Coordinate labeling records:
- - - -
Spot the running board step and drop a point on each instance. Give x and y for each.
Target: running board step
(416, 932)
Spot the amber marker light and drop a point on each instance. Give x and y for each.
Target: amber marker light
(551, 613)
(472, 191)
- - - -
* **STATED GOAL**
Revise the records above, replacing every "Target" with "Object" and leaving everything else unchanged.

* **FINISHED TASK**
Spot the running board step and drop a point on each instance. Give x and y for each.
Object: running board step
(416, 932)
Spot the amber marker light and drop a point on each instance. Give x and y for each.
Object: amber marker light
(551, 613)
(472, 191)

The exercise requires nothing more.